* **Requirement**
Rewrite all of the material below as a numbered list, omitting any blank lines.

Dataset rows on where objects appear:
........

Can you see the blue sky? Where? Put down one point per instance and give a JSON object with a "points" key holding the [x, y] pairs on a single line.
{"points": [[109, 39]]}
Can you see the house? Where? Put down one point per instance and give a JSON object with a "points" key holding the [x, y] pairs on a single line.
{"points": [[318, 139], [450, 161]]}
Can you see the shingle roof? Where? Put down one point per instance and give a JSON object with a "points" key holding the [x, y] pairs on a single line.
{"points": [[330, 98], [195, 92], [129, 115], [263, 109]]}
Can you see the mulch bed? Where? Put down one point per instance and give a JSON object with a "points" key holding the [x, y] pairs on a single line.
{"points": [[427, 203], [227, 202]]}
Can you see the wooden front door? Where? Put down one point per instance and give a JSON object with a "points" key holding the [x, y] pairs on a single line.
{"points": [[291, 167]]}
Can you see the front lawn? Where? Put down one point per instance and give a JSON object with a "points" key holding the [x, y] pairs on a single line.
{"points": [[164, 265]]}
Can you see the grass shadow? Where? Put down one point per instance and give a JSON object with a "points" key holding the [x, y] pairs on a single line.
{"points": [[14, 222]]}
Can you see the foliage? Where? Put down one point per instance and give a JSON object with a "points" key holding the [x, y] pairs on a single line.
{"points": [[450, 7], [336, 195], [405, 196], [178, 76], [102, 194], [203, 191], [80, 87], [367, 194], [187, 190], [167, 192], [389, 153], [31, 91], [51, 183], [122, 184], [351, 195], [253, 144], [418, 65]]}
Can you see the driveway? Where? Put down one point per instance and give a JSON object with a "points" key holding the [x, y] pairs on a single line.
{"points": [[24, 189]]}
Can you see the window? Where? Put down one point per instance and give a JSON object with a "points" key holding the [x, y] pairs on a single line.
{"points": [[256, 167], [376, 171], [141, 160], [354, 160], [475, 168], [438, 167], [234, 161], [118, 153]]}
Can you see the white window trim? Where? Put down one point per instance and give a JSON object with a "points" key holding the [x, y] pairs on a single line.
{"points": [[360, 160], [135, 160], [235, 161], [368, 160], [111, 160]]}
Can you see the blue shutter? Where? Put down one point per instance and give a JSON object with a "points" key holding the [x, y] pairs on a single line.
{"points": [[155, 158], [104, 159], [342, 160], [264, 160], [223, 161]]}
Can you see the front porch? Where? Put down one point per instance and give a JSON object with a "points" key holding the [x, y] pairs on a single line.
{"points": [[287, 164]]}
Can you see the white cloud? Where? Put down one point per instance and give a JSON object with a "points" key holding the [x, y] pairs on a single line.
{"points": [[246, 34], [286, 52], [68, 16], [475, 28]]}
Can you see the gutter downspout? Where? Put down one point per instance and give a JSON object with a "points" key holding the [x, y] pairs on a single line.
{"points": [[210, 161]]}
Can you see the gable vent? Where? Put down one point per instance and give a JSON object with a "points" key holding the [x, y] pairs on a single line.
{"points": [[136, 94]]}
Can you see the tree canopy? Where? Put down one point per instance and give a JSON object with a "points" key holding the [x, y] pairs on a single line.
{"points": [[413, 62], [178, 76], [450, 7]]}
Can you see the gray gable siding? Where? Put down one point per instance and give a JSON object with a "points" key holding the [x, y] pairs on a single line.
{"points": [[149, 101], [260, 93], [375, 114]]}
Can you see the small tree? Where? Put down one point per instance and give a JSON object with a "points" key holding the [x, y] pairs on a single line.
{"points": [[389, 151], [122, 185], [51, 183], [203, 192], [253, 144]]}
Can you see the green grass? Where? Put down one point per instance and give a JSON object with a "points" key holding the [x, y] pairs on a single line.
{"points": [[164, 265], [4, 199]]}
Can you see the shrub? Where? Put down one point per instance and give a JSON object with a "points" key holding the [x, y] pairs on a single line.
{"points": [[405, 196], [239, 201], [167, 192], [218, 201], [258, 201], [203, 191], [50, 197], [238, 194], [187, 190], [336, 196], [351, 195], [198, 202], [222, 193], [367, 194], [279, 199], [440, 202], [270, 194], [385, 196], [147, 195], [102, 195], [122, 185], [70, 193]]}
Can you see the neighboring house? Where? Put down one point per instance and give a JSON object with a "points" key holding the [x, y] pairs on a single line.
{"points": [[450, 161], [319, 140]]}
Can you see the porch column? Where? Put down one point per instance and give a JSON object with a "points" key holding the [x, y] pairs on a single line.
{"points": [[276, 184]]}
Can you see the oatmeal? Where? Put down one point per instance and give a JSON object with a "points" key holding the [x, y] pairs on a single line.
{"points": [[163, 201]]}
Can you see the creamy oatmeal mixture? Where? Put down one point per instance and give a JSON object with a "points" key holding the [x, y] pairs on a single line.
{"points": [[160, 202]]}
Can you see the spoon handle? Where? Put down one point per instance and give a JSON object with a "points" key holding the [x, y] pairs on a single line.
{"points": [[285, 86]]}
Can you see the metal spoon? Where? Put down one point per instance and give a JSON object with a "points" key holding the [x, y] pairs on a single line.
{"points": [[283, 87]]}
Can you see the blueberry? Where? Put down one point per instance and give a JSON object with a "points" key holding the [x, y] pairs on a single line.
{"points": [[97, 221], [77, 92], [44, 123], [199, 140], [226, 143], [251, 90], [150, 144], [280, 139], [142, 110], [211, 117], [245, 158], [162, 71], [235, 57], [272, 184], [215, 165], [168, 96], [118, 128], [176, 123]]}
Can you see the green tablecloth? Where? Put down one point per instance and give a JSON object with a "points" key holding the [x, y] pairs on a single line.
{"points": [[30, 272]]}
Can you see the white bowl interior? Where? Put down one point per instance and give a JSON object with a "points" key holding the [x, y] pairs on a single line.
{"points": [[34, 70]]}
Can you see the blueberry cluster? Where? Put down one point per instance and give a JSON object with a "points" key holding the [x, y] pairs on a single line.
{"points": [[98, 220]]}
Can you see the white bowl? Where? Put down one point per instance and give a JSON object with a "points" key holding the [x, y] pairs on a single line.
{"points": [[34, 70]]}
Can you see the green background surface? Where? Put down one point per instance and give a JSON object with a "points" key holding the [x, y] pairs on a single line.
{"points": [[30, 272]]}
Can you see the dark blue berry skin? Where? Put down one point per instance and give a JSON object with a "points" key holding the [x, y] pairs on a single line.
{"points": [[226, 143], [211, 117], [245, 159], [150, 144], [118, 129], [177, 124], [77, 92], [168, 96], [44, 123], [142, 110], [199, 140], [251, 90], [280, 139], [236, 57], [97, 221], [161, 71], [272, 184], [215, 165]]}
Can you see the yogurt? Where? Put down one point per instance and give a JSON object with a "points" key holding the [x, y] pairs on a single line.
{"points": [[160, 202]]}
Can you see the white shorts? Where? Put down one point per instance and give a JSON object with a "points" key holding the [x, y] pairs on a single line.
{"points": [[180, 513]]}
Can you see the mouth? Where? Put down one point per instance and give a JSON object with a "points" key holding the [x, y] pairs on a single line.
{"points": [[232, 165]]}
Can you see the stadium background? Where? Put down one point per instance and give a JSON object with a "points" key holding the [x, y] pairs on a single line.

........

* **Solution to this exercise**
1. Can you see the blue sky? Where? Put down one point per instance and give a JSON object with a "points" key holding the [x, y] pairs on a single line.
2. {"points": [[109, 39]]}
3. Can you see the house? Where? Put down one point per instance and give a JSON object with a "points" key holding the [x, y] pairs on a single line.
4. {"points": [[318, 139], [450, 161]]}
5. Can you see the shingle roof? Where? Put down one point per instance and give a JSON object with a "points" key holding the [x, y] pairs on a single line.
6. {"points": [[330, 98], [195, 92], [129, 115], [263, 109]]}
7. Can you see the mulch bed? Where? Put down one point per instance and give a JSON object with a "points" key holding the [x, y] pairs on a single line.
8. {"points": [[427, 203], [227, 202]]}
9. Can you see the wooden front door? Where? Put down one point per instance and give a JSON object with a "points" key holding the [x, y] pairs on a single line.
10. {"points": [[291, 167]]}
11. Can you see the front lawn? Where? Put down one point per instance and give a JSON object with a "points" key holding the [x, y] pairs on a single line.
12. {"points": [[164, 265]]}
13. Can you see the grass shadow? Where? Put down one point per instance and give a JSON object with a "points" key holding the [x, y] pairs on a single line.
14. {"points": [[14, 222]]}
15. Can you see the foliage? Where? Put down one point per instance and give a JSON object with a "points" key holding the [x, y] pairs on a single line.
16. {"points": [[450, 7], [336, 195], [405, 196], [178, 76], [102, 194], [203, 191], [80, 87], [367, 194], [187, 190], [167, 192], [389, 153], [31, 91], [51, 183], [122, 184], [351, 195], [253, 144], [418, 65]]}
17. Can you see the driveway? Where? Put down one point per instance and give a JSON object with a "points" key holding the [x, y] pairs on a single line.
18. {"points": [[24, 189]]}
19. Can you see the window? Where? Put down one point per instance and give a JSON object with a "points" key holding the [x, y] pairs on a single line.
20. {"points": [[256, 167], [376, 171], [141, 160], [354, 160], [475, 168], [438, 167], [234, 161], [118, 153]]}
21. Can you see the white window trim? Where? Put down one point per instance and give a JSON object with a "points" key holding the [x, y] pairs on a single line.
22. {"points": [[360, 160], [135, 160], [235, 161], [368, 160], [111, 160]]}
23. Can you see the blue shutter? Where? Put down one point per instance and give a JSON object with a "points" key holding the [x, y] pairs on a single line.
24. {"points": [[155, 158], [104, 159], [342, 160], [264, 160], [223, 161]]}
25. Can you see the front porch? Where? Put down one point per instance and give a JSON object with a "points" key holding the [x, y] pairs on a single line.
26. {"points": [[287, 164]]}
27. Can you see the white cloud? Where? Put down one point per instance and give a JSON object with a "points" key holding the [x, y] pairs on a single line.
28. {"points": [[246, 34], [286, 52], [68, 16], [475, 28]]}
29. Can you see the gutter downspout? Where? Put down one point per instance and give a JSON object with a "points" key holding the [x, y] pairs on a single line.
30. {"points": [[210, 161]]}
31. Can you see the gable vent? Where? Put down one point per instance and give a JSON object with a "points" key holding the [x, y] pairs on a single line.
32. {"points": [[136, 94]]}
33. Can you see the tree canopy? Where? Put down one point per instance and give a JSON object with a "points" key holding the [x, y] pairs on a single line.
34. {"points": [[413, 62], [178, 76], [450, 7]]}
35. Can you see the gray gable siding? Where? Put down one point per instance and give a JSON object with a "points" key holding the [x, y] pairs on a single line.
36. {"points": [[149, 101], [260, 93], [375, 114]]}
37. Can you see the small tree? Where? Put down one point per instance and give a JSON object with a "points" key holding the [x, y] pairs on a single line.
38. {"points": [[389, 151], [122, 185], [51, 183], [203, 192], [253, 144]]}
39. Can you see the green grass? Where? Put down one point per instance and give a JSON object with a "points" key holding the [x, y] pairs on a single line.
40. {"points": [[164, 265], [4, 199]]}
41. Can you see the shrub? Where? Put down one point per instance and give a JSON object with a "points" key holding the [x, y] pairs on a single line.
42. {"points": [[405, 196], [239, 201], [167, 192], [218, 201], [258, 201], [203, 191], [50, 197], [238, 194], [187, 190], [336, 196], [351, 195], [198, 202], [222, 193], [367, 194], [279, 199], [440, 202], [270, 194], [385, 196], [147, 195], [102, 195], [122, 185], [70, 193]]}
43. Can you see the neighboring house? Where? Put down one point per instance and give a JSON object with a "points" key holding the [x, y] pairs on a single line.
44. {"points": [[450, 161], [319, 140]]}
45. Can you see the porch column? Where? Put down one point per instance and give a JSON object with a "points" key holding the [x, y] pairs on a single line.
46. {"points": [[276, 184]]}
47. Can you see the oatmeal? Where? Put down one point per instance and give a JSON object with a "points" key holding the [x, y] pairs on a single line.
48. {"points": [[163, 201]]}
49. Can you see the creamy oatmeal mixture? Where? Put down one point per instance and give a JSON object with a "points" key holding the [x, y] pairs on a single line.
50. {"points": [[160, 202]]}
51. Can you see the spoon handle? Where? Put down one point per instance and give a JSON object with a "points" key holding the [x, y] pairs on a single line.
52. {"points": [[285, 86]]}
53. Can you see the metal spoon? Where? Put down one point per instance and give a JSON object with a "points" key holding the [x, y] pairs on a single line.
54. {"points": [[283, 87]]}
55. Can you see the blueberry? Where? Put down one point per instance and give a JSON object with a "points" key holding the [x, y] pairs on a single line.
56. {"points": [[97, 221], [77, 92], [44, 123], [199, 140], [226, 143], [251, 90], [150, 144], [280, 139], [142, 110], [211, 117], [245, 158], [162, 71], [235, 57], [272, 184], [215, 165], [168, 96], [118, 128], [176, 123]]}
57. Can you see the green tablecloth? Where? Put down one point per instance and give a JSON object with a "points" key holding the [x, y] pairs on a single line.
58. {"points": [[30, 272]]}
59. Can you see the white bowl interior? Where? Put down one point per instance and give a JSON object with a "points" key holding the [x, y] pairs on a single line.
60. {"points": [[34, 70]]}
61. Can you see the blueberry cluster? Where? Put down one point per instance and give a JSON object with a "points" key holding the [x, y] pairs on a single line.
62. {"points": [[98, 220]]}
63. Can you see the white bowl? Where? Put down one point per instance and give a JSON object with a "points" key holding the [x, y] pairs on a single line.
64. {"points": [[34, 70]]}
65. Can you see the green background surface? Where? Put down one point per instance and give a JSON object with a "points" key holding the [x, y] pairs on a single line.
66. {"points": [[30, 272]]}
67. Can you see the dark blue berry skin? Where? Put down one point per instance and give a JSON object with a "points" key holding the [x, y] pairs on a single line.
68. {"points": [[226, 143], [211, 117], [245, 159], [150, 144], [118, 129], [177, 124], [77, 92], [168, 96], [44, 123], [142, 110], [199, 140], [251, 90], [280, 139], [236, 57], [97, 221], [161, 71], [272, 184], [215, 165]]}
69. Can you see the yogurt? Where? Put down one point per instance and give a JSON object with a "points" key holding the [x, y] pairs on a single line.
70. {"points": [[160, 202]]}
71. Can you see the white shorts? Where? Put down one point per instance and give a JSON object with a "points" key holding the [x, y] pairs on a single line.
72. {"points": [[180, 513]]}
73. Can you see the mouth? Where? Put down one point per instance and give a JSON object with a "points" key holding the [x, y] pairs on a single line.
74. {"points": [[232, 165]]}
75. Can you see the stadium background? Where? Put down one point per instance and give a JSON object with a "points" key holding the [x, y] pairs on a single line.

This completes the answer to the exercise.